Which lines of the records contain the word "building"? Filter the records down to those lines and copy each one.
——
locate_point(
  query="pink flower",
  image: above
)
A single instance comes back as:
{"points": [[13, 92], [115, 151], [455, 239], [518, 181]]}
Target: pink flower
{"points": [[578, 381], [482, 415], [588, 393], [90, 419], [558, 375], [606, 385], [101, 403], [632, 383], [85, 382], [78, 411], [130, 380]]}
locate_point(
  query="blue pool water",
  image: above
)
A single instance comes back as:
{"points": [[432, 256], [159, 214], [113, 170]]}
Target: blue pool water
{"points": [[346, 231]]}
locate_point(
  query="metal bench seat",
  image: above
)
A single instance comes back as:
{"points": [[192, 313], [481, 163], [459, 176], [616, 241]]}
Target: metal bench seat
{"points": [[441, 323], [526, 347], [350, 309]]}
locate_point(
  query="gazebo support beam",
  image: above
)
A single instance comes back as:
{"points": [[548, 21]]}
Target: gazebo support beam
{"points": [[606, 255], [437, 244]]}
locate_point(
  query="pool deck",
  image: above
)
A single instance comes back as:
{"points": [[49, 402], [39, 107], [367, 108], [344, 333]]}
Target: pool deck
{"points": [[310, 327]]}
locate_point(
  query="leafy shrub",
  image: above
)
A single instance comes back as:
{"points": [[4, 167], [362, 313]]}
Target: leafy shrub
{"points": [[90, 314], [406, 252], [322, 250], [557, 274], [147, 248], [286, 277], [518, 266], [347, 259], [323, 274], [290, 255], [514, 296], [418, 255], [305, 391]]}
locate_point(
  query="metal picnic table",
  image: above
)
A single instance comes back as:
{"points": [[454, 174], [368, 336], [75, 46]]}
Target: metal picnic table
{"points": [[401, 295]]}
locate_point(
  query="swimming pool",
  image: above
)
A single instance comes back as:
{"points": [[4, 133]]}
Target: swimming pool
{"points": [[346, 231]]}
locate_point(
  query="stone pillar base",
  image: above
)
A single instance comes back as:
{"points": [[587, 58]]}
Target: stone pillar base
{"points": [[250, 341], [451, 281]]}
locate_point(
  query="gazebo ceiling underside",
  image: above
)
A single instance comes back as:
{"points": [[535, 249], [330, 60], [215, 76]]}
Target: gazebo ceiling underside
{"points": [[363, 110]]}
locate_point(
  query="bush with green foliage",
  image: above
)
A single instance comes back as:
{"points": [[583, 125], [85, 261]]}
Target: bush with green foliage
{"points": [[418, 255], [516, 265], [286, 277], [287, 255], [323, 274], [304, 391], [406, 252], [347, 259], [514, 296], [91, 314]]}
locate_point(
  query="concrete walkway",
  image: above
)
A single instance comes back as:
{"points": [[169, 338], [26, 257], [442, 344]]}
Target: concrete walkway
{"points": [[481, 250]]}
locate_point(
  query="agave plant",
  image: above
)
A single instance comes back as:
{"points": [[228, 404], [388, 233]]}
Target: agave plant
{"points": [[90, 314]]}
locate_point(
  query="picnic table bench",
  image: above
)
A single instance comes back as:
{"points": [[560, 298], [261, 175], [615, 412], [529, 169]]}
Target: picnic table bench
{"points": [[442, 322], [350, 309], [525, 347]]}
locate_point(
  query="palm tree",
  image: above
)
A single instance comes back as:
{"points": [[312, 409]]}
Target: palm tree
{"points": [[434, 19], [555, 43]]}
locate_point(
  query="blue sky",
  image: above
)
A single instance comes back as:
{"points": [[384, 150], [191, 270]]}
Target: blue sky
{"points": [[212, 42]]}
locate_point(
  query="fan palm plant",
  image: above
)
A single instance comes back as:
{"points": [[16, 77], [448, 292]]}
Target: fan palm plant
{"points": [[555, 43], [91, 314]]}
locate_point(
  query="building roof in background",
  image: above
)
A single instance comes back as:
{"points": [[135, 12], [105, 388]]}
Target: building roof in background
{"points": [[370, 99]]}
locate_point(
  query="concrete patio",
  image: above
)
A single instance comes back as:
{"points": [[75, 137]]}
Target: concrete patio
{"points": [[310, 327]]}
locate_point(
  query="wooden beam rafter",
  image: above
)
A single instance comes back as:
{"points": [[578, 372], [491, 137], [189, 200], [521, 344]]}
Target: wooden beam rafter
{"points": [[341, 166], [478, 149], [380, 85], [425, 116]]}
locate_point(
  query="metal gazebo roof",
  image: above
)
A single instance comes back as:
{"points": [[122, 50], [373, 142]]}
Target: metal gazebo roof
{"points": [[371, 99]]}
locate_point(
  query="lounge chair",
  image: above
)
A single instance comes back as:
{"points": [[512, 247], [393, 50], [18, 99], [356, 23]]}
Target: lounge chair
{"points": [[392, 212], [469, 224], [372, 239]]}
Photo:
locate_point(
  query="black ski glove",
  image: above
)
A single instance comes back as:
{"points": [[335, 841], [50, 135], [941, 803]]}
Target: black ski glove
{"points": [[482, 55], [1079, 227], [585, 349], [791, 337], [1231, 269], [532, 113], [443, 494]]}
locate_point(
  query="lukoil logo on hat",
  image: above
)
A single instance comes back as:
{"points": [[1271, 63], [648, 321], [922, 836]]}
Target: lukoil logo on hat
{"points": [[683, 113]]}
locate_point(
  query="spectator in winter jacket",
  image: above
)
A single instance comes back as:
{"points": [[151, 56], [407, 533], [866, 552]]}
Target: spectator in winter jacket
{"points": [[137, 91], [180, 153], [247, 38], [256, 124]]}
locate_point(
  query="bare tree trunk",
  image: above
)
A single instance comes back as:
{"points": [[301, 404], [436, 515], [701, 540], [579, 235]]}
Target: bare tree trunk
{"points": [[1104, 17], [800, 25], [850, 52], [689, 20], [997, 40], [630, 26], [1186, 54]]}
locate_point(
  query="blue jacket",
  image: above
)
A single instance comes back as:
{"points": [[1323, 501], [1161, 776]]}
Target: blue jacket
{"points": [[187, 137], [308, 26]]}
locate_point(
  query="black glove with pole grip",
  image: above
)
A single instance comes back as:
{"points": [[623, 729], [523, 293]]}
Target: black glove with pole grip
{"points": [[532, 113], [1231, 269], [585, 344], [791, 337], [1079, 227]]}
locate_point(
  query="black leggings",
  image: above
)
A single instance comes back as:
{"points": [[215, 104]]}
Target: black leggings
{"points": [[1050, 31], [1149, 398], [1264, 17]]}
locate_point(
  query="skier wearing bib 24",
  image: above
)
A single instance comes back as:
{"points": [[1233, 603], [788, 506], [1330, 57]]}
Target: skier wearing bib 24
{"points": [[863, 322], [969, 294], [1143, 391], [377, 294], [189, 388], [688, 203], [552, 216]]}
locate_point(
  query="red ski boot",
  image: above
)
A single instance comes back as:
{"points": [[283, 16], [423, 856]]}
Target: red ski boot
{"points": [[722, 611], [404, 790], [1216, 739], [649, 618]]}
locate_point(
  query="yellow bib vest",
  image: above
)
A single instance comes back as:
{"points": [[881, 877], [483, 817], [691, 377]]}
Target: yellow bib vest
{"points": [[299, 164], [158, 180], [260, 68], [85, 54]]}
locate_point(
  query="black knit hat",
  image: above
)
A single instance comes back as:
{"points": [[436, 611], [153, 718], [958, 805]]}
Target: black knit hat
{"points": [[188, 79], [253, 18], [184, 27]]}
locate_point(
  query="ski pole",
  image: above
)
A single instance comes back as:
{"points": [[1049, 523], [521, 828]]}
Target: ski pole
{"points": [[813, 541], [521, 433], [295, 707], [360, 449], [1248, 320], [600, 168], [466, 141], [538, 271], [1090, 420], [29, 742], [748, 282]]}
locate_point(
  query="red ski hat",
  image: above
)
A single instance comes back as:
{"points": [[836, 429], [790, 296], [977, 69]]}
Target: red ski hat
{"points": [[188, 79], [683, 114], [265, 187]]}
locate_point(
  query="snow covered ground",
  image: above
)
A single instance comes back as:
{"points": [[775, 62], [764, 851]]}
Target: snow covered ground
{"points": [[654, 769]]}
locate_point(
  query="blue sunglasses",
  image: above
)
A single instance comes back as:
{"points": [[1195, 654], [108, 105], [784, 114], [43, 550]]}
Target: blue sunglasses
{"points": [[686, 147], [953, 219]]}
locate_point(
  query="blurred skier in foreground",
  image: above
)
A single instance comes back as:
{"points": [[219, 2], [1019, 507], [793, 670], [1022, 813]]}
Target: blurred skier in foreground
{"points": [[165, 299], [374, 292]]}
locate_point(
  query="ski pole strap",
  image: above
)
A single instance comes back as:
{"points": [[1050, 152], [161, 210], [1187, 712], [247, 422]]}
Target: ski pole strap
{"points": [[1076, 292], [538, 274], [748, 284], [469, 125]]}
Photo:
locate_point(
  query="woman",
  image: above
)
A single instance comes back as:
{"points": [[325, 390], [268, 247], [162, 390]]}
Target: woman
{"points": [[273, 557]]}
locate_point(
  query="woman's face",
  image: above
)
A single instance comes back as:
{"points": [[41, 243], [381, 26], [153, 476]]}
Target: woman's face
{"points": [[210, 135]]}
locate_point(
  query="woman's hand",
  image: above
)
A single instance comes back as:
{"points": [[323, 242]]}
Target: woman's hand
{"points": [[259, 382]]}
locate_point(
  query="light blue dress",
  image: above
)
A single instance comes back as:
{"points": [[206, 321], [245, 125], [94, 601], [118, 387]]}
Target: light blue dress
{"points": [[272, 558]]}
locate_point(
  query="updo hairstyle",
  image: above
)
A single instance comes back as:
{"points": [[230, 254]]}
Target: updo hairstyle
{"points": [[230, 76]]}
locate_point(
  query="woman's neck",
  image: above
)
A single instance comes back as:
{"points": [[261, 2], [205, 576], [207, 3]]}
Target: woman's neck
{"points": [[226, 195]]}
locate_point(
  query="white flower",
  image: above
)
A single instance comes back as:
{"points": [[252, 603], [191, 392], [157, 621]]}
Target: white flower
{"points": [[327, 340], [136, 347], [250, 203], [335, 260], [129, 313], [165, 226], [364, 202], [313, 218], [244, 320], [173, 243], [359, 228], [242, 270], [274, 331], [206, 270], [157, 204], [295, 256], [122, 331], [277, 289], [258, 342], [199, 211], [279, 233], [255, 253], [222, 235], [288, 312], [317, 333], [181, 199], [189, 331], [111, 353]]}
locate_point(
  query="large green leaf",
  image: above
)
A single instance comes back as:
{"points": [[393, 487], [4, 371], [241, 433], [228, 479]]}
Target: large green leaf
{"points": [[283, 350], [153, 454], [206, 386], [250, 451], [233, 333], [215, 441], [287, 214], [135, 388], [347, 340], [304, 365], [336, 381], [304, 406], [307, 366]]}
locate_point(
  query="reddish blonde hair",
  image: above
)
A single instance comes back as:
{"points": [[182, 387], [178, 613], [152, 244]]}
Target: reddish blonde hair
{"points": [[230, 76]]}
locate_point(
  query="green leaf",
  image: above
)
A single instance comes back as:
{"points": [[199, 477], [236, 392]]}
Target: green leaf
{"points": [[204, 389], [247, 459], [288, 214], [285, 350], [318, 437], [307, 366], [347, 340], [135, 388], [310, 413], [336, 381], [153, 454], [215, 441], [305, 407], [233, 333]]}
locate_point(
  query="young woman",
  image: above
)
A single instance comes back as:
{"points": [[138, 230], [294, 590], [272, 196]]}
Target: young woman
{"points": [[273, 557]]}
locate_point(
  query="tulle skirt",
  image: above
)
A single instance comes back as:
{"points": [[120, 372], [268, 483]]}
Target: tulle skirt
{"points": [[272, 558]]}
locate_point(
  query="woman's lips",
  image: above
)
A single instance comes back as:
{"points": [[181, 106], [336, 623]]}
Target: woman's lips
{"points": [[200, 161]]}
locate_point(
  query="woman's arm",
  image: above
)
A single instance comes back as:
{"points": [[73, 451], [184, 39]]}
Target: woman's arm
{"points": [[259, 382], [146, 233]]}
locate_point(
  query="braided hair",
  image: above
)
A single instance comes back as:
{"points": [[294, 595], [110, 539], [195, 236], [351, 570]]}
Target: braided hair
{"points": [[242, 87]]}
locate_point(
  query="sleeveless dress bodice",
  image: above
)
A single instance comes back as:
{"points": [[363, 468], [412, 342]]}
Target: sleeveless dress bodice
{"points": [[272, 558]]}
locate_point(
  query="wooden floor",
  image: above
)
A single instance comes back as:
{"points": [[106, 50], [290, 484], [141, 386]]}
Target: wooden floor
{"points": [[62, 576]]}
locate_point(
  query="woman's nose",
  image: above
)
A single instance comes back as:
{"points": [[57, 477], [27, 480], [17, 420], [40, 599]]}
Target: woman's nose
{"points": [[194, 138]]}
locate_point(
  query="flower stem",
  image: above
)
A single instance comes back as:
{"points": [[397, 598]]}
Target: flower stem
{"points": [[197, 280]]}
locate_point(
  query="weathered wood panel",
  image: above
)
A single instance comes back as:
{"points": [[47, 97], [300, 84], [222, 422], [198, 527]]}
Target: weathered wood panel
——
* _Exercise response_:
  query="building roof in background",
Target: building roof in background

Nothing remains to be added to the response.